> **Problem**
When you repeat the listing below, keep every word exactly and leave out each picture.
* * * * * * * * *
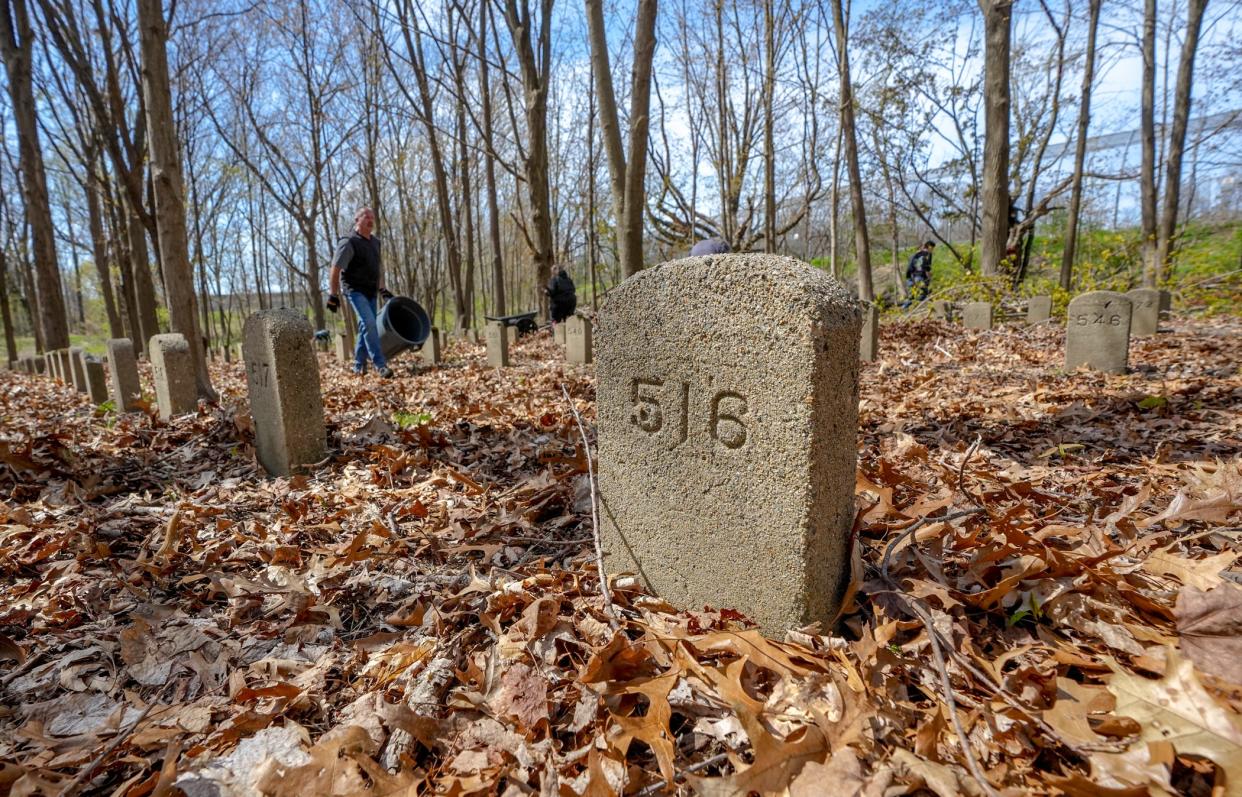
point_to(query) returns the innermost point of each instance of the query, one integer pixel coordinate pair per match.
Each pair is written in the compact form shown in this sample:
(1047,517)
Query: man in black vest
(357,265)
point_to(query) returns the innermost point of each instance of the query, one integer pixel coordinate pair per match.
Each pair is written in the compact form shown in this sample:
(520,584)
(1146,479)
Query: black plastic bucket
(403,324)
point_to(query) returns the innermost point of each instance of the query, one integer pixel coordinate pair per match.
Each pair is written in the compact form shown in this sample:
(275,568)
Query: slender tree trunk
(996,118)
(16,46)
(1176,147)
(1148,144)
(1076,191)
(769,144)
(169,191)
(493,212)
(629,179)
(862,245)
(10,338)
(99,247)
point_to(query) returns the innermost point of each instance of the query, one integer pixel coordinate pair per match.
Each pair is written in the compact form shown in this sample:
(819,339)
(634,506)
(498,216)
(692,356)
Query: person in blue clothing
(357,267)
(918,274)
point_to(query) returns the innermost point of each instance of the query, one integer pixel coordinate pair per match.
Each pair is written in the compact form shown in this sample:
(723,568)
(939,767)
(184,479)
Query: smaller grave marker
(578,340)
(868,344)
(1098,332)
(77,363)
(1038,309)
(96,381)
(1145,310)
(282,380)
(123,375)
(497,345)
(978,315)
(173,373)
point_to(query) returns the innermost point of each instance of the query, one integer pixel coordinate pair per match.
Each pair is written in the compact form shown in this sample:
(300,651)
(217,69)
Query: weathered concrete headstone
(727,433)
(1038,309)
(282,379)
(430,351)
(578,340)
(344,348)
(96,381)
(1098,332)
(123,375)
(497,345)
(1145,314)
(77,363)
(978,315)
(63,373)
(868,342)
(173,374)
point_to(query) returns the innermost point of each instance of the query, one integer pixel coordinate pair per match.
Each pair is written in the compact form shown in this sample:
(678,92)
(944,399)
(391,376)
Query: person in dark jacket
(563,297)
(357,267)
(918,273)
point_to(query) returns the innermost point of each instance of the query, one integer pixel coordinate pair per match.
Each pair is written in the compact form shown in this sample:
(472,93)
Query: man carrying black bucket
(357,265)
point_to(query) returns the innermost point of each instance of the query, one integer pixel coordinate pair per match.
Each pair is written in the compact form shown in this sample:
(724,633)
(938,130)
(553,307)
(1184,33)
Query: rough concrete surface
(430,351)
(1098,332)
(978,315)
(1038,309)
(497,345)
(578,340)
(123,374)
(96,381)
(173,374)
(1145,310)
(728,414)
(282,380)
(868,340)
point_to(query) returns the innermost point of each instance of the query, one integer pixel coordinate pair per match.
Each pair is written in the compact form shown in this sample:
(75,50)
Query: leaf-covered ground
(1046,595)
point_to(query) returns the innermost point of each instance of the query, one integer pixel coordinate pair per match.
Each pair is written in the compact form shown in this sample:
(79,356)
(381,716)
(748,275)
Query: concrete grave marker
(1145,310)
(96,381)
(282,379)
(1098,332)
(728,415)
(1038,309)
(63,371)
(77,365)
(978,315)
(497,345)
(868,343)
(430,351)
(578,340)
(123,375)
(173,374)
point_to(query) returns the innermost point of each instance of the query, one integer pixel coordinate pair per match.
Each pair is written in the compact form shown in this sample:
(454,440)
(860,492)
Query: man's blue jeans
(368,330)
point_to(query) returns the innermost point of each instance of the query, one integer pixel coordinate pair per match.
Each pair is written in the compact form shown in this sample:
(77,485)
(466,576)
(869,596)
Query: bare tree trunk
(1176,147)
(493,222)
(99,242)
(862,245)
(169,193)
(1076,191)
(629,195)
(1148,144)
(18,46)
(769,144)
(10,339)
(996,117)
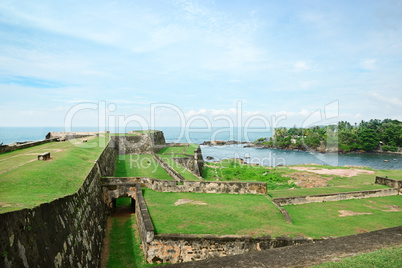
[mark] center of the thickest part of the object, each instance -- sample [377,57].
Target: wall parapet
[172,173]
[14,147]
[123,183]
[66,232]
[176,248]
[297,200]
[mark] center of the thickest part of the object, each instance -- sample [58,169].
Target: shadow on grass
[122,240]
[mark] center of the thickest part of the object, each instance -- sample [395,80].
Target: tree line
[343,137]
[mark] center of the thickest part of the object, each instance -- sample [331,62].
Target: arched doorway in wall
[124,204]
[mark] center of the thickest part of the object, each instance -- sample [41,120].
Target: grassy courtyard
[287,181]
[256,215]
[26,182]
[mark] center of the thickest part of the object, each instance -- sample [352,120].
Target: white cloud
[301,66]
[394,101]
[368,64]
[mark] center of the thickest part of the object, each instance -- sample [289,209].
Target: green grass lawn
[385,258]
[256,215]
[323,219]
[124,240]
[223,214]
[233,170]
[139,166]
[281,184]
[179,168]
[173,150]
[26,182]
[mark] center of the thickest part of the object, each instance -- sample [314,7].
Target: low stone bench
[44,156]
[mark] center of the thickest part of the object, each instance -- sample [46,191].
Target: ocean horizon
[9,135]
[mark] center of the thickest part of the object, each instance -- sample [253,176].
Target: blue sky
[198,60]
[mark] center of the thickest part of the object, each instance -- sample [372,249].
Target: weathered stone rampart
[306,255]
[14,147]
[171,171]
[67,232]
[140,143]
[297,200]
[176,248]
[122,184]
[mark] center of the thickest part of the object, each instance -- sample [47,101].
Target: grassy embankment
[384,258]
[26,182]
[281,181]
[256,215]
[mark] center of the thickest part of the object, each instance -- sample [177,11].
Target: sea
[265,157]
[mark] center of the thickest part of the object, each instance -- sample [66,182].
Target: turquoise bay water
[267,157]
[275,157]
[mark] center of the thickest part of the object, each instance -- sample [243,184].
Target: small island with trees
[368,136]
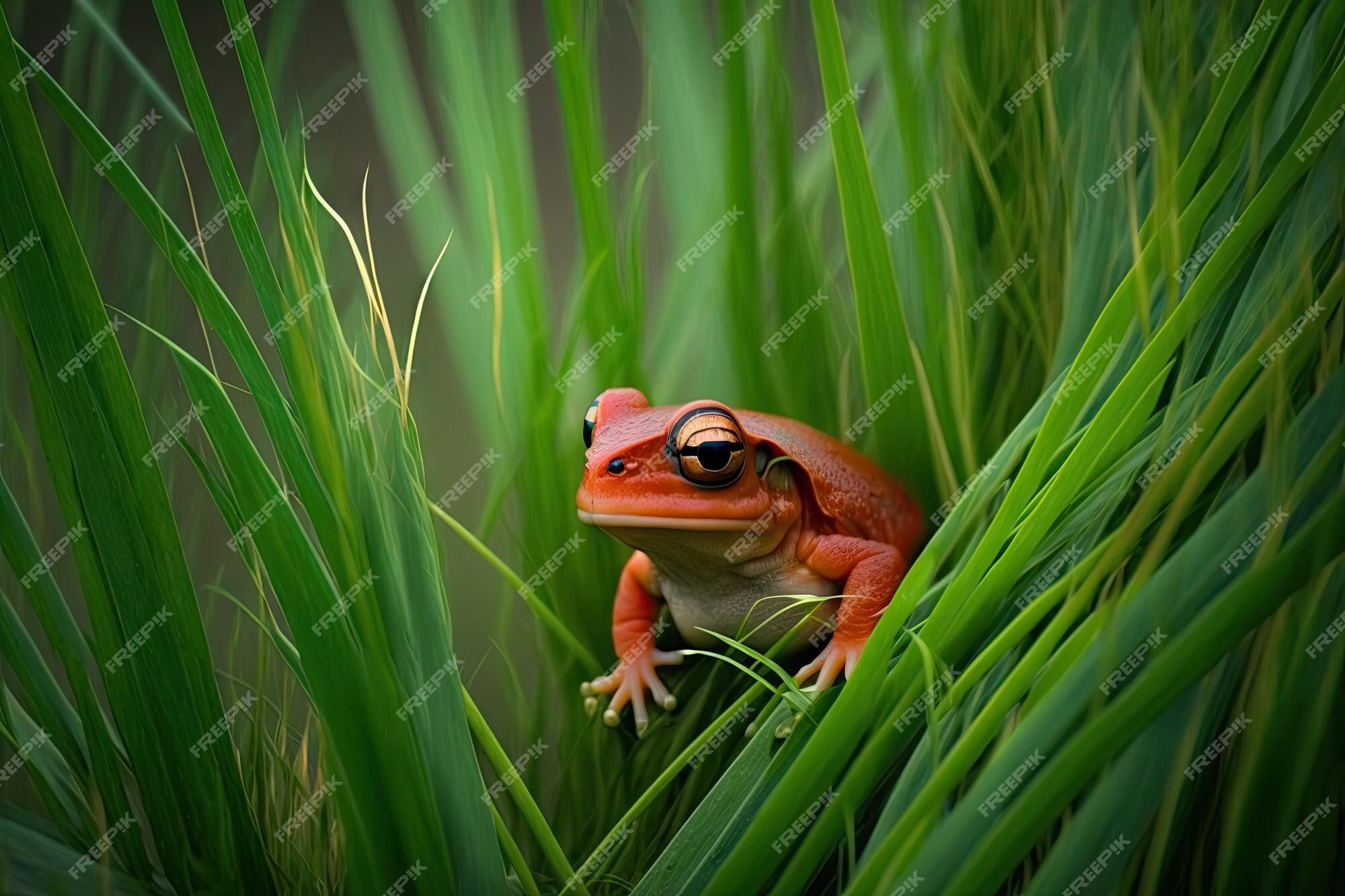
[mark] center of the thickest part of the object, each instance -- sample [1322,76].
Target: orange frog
* * * * * * * * *
> **Task result**
point_to(query) returns the innermost point of each instance of the query, one integer pixel coordinate pair per match.
Each pair is written in the compact form shown in this sample:
(1047,517)
Query: man in black vest
(357,265)
point_to(query) returns the innermost point of each instance of the query, one integer pixel coordinate pair per match.
Each pair is written in the compact form shown in this sample:
(520,584)
(1146,479)
Query: black plastic bucket
(403,324)
point_to(query) returns the innermost point of each instance of the query, one integer pixel coordinate pair per match.
Each pair is written in the compact form shown in this sample:
(275,568)
Query: slender tree trunk
(996,118)
(16,46)
(1176,147)
(1148,144)
(1076,191)
(769,144)
(169,191)
(493,212)
(629,179)
(862,245)
(10,338)
(99,247)
point_to(query) returns the innermost point of each instance of the query, one integer pixel coordinate pair per match.
Each pair is written in the compact form shown in this sample:
(819,339)
(634,506)
(498,216)
(692,356)
Query: person in blue clothing
(357,267)
(918,274)
point_to(query) returns the innermost point of each instance of the query, one integer pixel coordinate pair per match.
Each pair is written in the compact form shown in this sample:
(723,568)
(939,767)
(184,479)
Query: smaller grave marker
(578,340)
(868,344)
(1098,332)
(77,363)
(1038,309)
(96,381)
(1145,310)
(282,380)
(123,375)
(497,345)
(978,315)
(173,373)
point_to(query) returns the innermost point of each instance of the query, one integer pixel coordinate pair per match.
Each pair is written in the compact form shown in this sample:
(300,651)
(217,69)
Query: weathered concrete headstone
(727,433)
(1038,309)
(282,379)
(430,351)
(578,340)
(344,348)
(96,381)
(1098,332)
(123,375)
(497,345)
(1145,314)
(77,363)
(978,315)
(63,373)
(868,342)
(173,374)
point_to(query) returns the innermost point of each instance of the query, one integer pixel coordinate pair per match.
Each pair is written in the compact form shown in this sample:
(678,92)
(944,399)
(391,376)
Query: person in dark jacket
(563,297)
(357,267)
(918,273)
point_to(query) returns the innermost point of each instance of the query, one integer pixel coordinate pair per match.
Each pair is written in the compact form shown in this sample:
(472,93)
Query: man carrying black bucket
(357,265)
point_to(query) returns the innermost point of each instance of the query, one integer pixel coordinate pair per match.
Each pair is written in the compact form shown in this sample:
(724,633)
(938,130)
(553,307)
(1184,33)
Query: rough concrete surface
(430,351)
(1098,332)
(978,315)
(1038,309)
(497,345)
(578,340)
(123,374)
(96,381)
(173,374)
(1145,310)
(728,414)
(282,380)
(868,340)
point_to(query) returns the innermost point of each instance of the query, one integer pixel coordinate pair per match.
Each pair is written in the compact form shown in this sample:
(75,50)
Query: leaf-covered ground
(1046,595)
point_to(query) returns the innermost point of each instance of the query, one integer pixel coordinate pair per match.
Each pair is written in the compact form shown in this sample:
(79,356)
(381,716)
(748,275)
Query: concrete grave marker
(1145,310)
(96,381)
(282,379)
(1098,332)
(728,415)
(1038,309)
(63,371)
(77,365)
(978,315)
(497,345)
(868,343)
(430,351)
(578,340)
(123,375)
(173,374)
point_to(query) returns the innermost point of each instance of the query, one integer pixel coordinate pair per match.
Each pair is written in the compact form shown in this sample:
(454,440)
(860,492)
Query: man's blue jeans
(368,330)
point_to(query) returns the innermost point of each instance of the query, one integer pixel coordinate pair per match.
Each pair is written in the compact form shown in this sample:
(77,485)
(466,576)
(869,596)
Query: bare tree trunk
(1176,147)
(493,222)
(99,242)
(862,245)
(169,193)
(1076,191)
(629,195)
(1148,144)
(18,46)
(769,144)
(10,339)
(996,117)
[mark] center of the thickest part of the object, each instance -- sample [377,57].
Target: wall parapet
[172,173]
[14,147]
[123,183]
[66,232]
[176,248]
[297,200]
[mark] center of the thickest part of the object, each instance -- sample [58,169].
Target: shadow on grass
[122,240]
[mark] center of the thickest part of the object, each instance -- sample [395,80].
Target: tree line
[343,137]
[mark] center of the thickest part of the object, each instance -- sample [331,62].
Target: arched doorway in wall
[124,204]
[mark] center of the thickest part of the object, each instance -- sample [41,120].
Target: grassy courtyard
[287,181]
[256,215]
[26,182]
[mark] center of the thickest part of the object, each instance -- sample [352,120].
Target: white cloud
[301,66]
[394,101]
[368,64]
[mark] center of the thickest part of the object, each instance -- sample [289,209].
Target: green grass lawn
[385,258]
[256,215]
[323,219]
[124,240]
[223,214]
[233,170]
[139,166]
[281,184]
[179,168]
[173,150]
[26,182]
[mark] center of the thickest part of the object, each instance -- sample [314,7].
Target: low stone bench
[44,156]
[mark] center of the thickest part of the object, each instance -- sample [46,191].
Target: ocean horizon
[9,135]
[mark] center of the thickest part of the object, each instance -- sample [253,176].
Target: blue sky
[198,60]
[mark] center of the thickest part of the object, each instance -- sample [372,249].
Target: weathered stone rampart
[306,255]
[14,147]
[171,171]
[67,232]
[140,143]
[297,200]
[176,248]
[122,184]
[mark] center of the thickest part of the object, each instance -- sample [47,101].
Target: grassy embankment
[384,258]
[26,182]
[281,181]
[256,215]
[mark] center of the thickest part of the object, each instance -- sample [177,11].
Target: sea
[265,157]
[mark] center of the thickest part of the object, each instance -- sample [66,182].
Target: turquoise bay water
[267,157]
[275,157]
[mark] center of the thickest part of the object, each instance -- sample [243,184].
Target: small island with trees
[368,136]
[mark] center of the thickest part of the object, each instance -- sample [1322,76].
Target: orange frog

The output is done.